-- Start of Supplied data --

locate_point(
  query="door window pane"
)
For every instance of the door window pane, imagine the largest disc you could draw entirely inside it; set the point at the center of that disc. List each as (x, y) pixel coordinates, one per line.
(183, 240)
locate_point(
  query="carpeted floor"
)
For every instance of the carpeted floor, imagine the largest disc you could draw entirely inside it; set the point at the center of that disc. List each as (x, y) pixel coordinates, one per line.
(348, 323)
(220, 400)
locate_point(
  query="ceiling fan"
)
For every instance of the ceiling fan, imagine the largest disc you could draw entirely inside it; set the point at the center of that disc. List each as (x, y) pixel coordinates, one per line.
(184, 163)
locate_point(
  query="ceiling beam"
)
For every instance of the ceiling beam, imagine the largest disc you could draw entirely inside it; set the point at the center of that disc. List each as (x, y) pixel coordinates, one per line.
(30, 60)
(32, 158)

-- End of Supplied data --

# Directions:
Return every line of the material exactly.

# Written response:
locate_point(
  query="door window pane"
)
For every instance of the door window pane, imagine the largest disc you could draw entirely inside it; set the point at the center of that disc. List each as (x, y) pixel coordinates, one per line.
(183, 240)
locate_point(
  query="carpeted floor"
)
For every instance of the carpeted floor, imagine the largest disc you could draw entirely inside it; set the point at the center of that disc. List each as (x, y) pixel coordinates, one per line.
(348, 323)
(220, 400)
locate_point(
  query="ceiling fan"
)
For every instance of the ceiling fan, imagine the largest disc you could draw entirely inside it; set the point at the center of that disc. List each as (x, y) pixel coordinates, one per line.
(184, 163)
locate_point(
  query="ceiling beam"
)
For every instance of the ceiling beam, imagine the largest disc you could draw entirely inside it; set the point at the center of that disc. List each as (x, y) pixel coordinates, one per line.
(30, 60)
(32, 158)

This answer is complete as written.